[start EXTRACTED ENTRIES]
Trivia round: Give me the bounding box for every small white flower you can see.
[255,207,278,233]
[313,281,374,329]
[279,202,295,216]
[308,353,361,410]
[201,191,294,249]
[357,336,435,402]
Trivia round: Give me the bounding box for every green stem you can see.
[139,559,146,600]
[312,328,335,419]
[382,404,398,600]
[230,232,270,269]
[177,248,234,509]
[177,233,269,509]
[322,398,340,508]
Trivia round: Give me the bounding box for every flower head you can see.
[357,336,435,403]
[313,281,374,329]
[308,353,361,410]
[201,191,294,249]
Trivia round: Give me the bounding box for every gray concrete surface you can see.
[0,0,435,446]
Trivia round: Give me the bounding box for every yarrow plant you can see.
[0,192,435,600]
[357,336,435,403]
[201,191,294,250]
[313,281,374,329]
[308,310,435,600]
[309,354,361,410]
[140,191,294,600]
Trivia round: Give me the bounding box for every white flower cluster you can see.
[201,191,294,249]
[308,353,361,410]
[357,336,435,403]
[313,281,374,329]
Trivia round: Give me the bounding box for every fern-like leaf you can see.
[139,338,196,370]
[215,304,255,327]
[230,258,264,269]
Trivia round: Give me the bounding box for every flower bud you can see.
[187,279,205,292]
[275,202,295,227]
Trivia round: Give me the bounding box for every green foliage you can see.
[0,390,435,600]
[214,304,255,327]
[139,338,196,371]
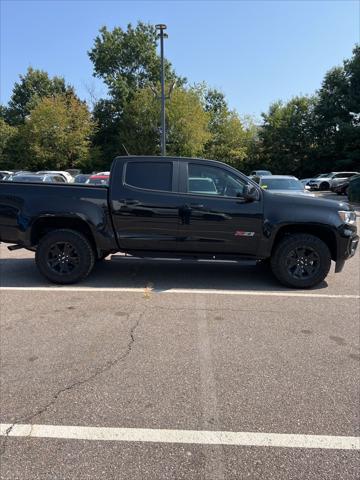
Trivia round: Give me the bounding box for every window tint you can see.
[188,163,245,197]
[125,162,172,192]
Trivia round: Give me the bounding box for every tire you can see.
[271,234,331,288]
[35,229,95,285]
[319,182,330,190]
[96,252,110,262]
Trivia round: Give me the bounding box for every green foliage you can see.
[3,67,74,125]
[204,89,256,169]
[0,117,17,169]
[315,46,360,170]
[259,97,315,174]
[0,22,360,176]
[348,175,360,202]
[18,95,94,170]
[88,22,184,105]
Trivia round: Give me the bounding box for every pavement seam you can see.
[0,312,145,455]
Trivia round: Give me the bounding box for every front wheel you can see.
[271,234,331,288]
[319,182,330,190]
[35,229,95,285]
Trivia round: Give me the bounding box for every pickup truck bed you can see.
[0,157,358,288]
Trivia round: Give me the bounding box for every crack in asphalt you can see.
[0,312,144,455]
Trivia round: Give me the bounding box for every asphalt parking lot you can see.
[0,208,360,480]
[end EXTRACTED ENTRIES]
[start EXTRACTED ENTRIES]
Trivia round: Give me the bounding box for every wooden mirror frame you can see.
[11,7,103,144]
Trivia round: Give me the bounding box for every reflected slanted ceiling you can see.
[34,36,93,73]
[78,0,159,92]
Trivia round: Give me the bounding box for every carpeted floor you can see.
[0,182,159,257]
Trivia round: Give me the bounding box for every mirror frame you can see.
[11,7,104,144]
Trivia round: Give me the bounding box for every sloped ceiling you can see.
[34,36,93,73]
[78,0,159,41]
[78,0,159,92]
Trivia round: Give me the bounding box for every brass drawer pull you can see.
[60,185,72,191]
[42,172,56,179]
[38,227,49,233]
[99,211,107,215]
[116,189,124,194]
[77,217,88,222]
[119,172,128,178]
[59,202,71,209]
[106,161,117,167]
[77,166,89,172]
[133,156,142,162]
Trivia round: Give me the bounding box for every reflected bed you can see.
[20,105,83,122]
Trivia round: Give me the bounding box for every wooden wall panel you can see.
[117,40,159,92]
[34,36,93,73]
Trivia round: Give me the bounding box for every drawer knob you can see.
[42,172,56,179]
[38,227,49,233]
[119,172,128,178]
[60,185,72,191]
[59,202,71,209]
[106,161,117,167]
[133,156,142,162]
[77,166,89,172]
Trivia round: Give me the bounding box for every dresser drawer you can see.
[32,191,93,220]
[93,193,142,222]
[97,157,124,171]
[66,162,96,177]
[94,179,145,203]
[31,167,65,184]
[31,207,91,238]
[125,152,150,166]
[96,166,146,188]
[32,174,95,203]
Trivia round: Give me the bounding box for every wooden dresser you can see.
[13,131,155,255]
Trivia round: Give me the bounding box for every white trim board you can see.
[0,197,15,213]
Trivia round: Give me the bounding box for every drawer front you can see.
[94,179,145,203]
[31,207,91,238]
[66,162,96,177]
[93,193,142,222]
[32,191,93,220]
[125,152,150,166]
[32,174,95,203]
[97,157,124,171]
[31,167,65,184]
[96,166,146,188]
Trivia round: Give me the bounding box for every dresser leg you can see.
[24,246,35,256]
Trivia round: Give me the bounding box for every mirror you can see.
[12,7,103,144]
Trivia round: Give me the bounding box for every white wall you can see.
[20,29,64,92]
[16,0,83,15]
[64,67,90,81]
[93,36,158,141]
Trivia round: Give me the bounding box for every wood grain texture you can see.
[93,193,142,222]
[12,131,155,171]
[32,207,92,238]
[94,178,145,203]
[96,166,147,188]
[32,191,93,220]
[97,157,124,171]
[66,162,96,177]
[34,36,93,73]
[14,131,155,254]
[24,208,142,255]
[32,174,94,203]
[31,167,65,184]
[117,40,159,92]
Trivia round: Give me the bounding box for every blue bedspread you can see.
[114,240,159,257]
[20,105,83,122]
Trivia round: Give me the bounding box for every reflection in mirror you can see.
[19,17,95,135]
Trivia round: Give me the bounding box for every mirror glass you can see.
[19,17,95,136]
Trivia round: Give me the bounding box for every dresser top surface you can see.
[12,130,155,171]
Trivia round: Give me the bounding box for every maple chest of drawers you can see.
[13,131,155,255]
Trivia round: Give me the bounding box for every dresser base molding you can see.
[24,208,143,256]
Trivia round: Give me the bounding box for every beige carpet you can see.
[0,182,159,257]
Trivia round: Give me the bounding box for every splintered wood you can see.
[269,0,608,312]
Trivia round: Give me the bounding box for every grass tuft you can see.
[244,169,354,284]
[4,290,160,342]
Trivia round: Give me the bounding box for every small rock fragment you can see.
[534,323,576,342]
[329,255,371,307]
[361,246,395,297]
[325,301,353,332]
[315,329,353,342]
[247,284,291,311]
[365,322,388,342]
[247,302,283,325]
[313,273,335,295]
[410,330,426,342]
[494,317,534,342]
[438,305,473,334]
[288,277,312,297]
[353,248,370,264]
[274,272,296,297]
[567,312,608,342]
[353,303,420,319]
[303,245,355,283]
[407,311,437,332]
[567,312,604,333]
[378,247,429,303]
[end EXTRACTED ENTRIES]
## PROBLEM TO WORK ON
Lay out as a numbered list the lines starting at the one that contains "Trivia round: Give me the bounding box for every small white" and ending at the one that contains "[275,202,295,227]". Include both of those lines and nothing else, and skip any blank lines.

## OUTPUT FOR THIS TASK
1. Trivia round: Give me the bounding box for every small white flower you can see.
2. [255,207,278,233]
3. [313,281,374,329]
4. [279,202,295,216]
5. [308,353,361,410]
6. [201,191,294,249]
7. [357,336,435,402]
8. Trivia round: Give me the bounding box for every green stem you can see.
9. [139,559,146,600]
10. [312,328,335,419]
11. [382,404,398,600]
12. [230,232,270,269]
13. [177,248,234,509]
14. [177,233,269,509]
15. [322,398,340,508]
16. Trivia round: Give me the bounding box for every flower head you can see.
17. [357,336,435,403]
18. [313,281,374,329]
19. [308,353,361,410]
20. [201,191,294,249]
21. Trivia round: Give me the bounding box for every gray concrete surface you can see.
22. [0,0,435,446]
23. Trivia round: Give me the bounding box for every yarrow plant you can see.
24. [0,192,435,600]
25. [357,336,435,403]
26. [201,191,294,250]
27. [313,281,374,329]
28. [308,310,435,600]
29. [309,354,361,410]
30. [140,191,294,600]
31. Trivia round: Give me the bounding box for every white flower cluster you can see.
32. [201,191,294,249]
33. [308,353,361,410]
34. [357,336,435,403]
35. [313,281,374,329]
36. Trivia round: Give me the bounding box for every fern-like leaf you can see.
37. [139,338,196,370]
38. [215,304,255,327]
39. [230,258,264,269]
40. Trivia round: Give me the bounding box for every flower bud you can see.
41. [187,279,205,292]
42. [275,202,295,227]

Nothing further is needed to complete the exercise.